[Dataset excerpts on object pointing]
· · ·
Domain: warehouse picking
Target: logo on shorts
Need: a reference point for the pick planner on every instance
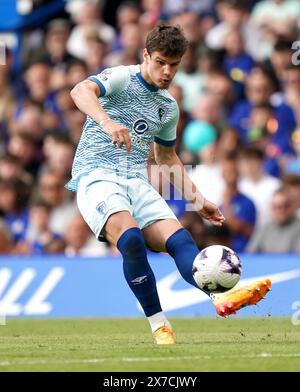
(162, 112)
(101, 207)
(103, 74)
(139, 280)
(140, 126)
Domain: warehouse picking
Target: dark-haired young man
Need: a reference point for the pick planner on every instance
(128, 108)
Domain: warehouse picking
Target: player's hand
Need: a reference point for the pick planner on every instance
(211, 212)
(119, 134)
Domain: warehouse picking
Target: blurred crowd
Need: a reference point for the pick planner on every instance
(238, 91)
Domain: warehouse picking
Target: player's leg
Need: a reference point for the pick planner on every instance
(183, 249)
(122, 230)
(167, 235)
(106, 208)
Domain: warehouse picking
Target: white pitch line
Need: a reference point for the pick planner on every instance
(146, 359)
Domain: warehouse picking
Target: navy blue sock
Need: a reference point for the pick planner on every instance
(183, 249)
(137, 270)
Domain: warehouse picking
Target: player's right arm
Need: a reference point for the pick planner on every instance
(85, 95)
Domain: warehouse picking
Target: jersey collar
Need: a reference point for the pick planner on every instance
(146, 84)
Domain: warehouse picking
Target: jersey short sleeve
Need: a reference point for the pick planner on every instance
(111, 80)
(167, 134)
· · ·
Task instructions
Give back all entries exactly. No pictures belong in the copy.

Answer to the problem
Domain: warehouse picking
Target: logo on shorts
Need: a reference point for the pick planner on every instance
(162, 112)
(101, 207)
(103, 74)
(139, 280)
(140, 126)
Domain: warehouse picking
Target: dark-haired young man
Need: a reference point for the pick planner on every instance
(128, 108)
Domain: warehouse picking
Target: player's hand
Need: a reference point for the pick planner on every instance
(211, 212)
(119, 134)
Domain: warehouse picking
Target: blurred crowd
Need: a reference point for the pick planner on every instance
(238, 91)
Domain: warehouse picking
Target: player's leg
Need: a reference point for the pick planner on every instance
(183, 249)
(122, 230)
(167, 235)
(106, 208)
Domain: warehouse picking
Target: white pitch line
Need: a reference point for the pick planner on every instance
(146, 359)
Domain: warehouse picking
Target: navy blue sock
Need: a reference point for the pick planner on every instance
(183, 249)
(137, 270)
Domain: warehouse picking
Target: player's right arm
Need: a reference point for the pick planner on every instance
(85, 95)
Domain: warehouse picking
Target: jersey collar
Need: a reference point for the pick planner on every instance
(146, 84)
Domain: warehouse picking
Target: jersey short sleeve
Need: a reference point for the pick planner on every instance
(111, 80)
(167, 134)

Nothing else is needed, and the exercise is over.